* **Exercise prompt**
Count the lines of the material that contain the string "tower", matching case exactly. Reply with the number only.
### Given records
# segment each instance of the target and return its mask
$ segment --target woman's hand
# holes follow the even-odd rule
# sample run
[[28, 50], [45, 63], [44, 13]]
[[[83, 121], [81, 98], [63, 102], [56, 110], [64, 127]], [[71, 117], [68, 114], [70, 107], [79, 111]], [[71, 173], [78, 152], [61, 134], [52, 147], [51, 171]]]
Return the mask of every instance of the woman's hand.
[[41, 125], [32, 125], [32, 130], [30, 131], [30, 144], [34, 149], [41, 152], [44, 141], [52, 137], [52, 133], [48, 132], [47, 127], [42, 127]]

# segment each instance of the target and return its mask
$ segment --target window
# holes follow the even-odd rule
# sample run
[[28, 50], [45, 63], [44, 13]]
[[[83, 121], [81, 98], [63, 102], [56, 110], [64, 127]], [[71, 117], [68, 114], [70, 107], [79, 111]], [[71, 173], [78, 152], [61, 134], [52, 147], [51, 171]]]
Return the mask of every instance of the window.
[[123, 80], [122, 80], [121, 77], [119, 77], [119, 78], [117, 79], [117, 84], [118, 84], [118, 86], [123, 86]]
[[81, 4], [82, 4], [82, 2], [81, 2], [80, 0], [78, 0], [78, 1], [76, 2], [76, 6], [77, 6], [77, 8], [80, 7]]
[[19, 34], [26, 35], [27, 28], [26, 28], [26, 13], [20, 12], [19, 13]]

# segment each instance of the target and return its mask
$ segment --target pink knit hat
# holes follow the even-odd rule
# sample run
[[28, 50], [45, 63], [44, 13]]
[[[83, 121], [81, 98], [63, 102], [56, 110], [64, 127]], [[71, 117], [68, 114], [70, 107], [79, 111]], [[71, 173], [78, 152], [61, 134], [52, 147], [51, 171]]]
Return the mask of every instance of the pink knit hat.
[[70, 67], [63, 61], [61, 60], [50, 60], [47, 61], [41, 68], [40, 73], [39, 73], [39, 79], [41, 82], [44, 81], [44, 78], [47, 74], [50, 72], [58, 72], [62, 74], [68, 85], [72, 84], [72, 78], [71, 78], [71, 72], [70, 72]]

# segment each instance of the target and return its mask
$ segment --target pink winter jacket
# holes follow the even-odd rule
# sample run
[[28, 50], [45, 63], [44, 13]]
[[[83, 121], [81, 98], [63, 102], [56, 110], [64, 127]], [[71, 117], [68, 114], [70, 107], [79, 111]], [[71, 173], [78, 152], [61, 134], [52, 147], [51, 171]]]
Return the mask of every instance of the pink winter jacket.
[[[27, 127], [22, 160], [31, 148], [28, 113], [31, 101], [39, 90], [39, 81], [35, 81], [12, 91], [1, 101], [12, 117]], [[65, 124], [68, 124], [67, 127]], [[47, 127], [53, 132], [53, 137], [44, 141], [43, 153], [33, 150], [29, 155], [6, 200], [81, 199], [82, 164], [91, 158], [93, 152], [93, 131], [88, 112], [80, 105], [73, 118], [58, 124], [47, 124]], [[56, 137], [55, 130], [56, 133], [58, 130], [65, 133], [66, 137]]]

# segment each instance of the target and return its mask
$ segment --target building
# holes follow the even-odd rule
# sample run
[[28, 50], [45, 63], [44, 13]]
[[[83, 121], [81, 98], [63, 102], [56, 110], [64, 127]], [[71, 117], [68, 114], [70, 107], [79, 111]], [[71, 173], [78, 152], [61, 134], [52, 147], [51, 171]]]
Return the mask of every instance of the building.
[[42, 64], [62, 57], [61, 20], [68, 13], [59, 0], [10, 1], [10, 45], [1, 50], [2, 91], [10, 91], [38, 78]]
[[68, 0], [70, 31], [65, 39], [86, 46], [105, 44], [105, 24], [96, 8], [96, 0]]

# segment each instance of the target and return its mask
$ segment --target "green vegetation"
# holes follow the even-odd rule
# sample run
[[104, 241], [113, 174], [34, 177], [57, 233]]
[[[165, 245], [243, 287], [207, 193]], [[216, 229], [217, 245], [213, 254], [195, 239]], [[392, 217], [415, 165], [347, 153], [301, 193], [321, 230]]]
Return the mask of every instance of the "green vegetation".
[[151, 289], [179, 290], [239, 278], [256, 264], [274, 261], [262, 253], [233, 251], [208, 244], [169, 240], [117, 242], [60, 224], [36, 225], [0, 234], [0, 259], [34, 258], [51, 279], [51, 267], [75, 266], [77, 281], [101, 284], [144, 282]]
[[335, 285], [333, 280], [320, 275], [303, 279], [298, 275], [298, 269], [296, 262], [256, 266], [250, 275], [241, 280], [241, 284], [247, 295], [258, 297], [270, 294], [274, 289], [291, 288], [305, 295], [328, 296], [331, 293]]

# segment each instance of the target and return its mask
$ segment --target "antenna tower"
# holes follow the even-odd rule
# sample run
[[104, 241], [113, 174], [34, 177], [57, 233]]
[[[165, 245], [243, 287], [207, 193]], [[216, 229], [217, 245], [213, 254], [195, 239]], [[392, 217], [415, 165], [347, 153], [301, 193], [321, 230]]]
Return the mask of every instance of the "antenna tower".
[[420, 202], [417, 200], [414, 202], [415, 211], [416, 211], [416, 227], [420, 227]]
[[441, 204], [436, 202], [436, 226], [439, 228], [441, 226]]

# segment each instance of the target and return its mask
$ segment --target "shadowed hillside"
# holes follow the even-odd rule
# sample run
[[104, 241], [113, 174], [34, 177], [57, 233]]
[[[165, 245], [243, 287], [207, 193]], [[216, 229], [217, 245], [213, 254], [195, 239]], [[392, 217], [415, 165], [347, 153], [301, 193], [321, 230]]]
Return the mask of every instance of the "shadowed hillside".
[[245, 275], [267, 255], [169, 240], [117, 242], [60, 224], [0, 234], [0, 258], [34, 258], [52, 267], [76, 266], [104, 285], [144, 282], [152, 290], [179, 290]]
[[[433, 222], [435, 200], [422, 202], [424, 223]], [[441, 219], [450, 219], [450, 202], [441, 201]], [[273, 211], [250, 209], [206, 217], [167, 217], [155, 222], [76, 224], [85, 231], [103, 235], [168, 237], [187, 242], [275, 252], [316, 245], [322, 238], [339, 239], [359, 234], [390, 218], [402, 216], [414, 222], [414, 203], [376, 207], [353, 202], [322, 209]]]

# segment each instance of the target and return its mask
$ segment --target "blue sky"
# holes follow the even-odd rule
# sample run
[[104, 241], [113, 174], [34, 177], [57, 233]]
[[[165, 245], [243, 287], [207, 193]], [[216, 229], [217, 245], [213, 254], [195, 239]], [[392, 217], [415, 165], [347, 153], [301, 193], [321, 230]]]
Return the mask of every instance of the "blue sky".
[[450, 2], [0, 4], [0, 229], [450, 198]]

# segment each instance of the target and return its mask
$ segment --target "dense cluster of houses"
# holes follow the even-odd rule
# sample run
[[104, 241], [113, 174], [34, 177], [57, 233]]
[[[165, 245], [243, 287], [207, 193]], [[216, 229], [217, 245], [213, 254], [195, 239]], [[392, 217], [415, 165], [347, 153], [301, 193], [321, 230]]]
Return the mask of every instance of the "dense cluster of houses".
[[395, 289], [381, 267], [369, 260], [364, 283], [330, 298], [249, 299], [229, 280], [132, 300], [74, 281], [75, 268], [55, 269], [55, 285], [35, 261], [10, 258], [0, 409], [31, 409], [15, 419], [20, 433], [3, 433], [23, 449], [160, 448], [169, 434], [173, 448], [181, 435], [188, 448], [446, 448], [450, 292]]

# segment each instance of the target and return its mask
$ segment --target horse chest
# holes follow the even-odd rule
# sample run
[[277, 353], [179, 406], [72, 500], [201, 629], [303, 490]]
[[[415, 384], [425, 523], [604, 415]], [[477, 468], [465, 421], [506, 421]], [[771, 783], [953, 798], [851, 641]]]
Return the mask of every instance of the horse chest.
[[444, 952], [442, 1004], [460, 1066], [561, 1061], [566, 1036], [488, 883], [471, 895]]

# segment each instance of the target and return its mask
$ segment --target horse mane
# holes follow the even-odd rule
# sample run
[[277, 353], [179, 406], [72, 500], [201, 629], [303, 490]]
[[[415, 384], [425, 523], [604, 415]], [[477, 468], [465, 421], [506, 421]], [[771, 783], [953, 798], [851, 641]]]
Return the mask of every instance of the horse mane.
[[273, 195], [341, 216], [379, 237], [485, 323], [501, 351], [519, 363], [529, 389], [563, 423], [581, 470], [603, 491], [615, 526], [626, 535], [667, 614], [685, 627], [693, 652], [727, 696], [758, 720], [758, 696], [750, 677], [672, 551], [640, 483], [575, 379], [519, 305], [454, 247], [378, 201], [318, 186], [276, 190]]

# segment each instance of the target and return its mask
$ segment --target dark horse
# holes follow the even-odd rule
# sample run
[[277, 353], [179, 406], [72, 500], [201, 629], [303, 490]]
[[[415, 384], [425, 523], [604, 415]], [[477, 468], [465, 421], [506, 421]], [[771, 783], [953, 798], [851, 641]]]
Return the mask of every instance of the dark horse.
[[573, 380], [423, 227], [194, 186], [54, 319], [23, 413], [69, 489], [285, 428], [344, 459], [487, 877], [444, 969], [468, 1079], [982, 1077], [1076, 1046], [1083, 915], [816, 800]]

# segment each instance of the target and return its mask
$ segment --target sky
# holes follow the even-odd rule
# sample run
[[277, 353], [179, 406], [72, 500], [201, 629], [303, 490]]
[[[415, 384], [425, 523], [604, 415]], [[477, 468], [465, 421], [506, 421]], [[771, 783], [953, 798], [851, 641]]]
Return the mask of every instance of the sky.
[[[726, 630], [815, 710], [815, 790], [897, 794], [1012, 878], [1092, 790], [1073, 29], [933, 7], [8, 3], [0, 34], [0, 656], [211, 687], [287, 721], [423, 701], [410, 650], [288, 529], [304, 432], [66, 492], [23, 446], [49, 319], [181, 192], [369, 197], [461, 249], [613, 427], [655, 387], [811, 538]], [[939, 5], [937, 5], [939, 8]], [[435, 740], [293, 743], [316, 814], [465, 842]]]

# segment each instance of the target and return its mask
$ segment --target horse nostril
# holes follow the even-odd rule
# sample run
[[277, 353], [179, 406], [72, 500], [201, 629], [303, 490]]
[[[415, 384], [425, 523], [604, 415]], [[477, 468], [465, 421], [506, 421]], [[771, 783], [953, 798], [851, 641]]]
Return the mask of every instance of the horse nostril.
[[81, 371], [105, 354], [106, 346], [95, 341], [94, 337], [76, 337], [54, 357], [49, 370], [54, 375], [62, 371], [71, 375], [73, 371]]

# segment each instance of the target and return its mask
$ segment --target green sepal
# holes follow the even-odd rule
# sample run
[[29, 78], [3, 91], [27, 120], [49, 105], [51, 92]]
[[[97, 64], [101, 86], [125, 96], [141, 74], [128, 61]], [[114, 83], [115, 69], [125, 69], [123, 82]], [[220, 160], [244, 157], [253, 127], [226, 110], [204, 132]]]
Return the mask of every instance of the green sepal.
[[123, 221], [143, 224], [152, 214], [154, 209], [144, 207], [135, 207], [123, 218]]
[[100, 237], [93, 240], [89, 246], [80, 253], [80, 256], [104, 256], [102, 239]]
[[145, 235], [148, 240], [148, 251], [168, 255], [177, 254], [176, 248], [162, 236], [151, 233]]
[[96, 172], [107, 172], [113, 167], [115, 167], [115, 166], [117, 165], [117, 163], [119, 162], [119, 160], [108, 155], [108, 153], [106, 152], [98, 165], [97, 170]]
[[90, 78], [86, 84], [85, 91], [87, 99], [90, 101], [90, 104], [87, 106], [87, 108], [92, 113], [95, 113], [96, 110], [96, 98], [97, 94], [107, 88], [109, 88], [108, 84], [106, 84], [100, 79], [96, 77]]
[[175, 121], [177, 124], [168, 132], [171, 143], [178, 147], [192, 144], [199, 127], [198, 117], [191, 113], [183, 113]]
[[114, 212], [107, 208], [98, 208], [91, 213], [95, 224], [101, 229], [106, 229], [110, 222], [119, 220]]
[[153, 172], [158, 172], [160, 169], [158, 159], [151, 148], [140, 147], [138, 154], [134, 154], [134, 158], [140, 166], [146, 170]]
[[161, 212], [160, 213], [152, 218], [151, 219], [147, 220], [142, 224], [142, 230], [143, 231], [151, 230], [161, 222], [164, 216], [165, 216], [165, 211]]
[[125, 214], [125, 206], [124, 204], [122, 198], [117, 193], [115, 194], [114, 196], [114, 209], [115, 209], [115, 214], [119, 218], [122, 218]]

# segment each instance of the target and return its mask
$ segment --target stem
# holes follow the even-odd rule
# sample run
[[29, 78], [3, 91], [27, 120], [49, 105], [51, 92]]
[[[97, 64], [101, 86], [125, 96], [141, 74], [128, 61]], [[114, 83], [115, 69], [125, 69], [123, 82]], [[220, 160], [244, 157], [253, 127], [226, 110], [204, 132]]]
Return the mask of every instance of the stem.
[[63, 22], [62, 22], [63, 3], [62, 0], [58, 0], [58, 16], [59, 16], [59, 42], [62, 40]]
######
* **Written solution**
2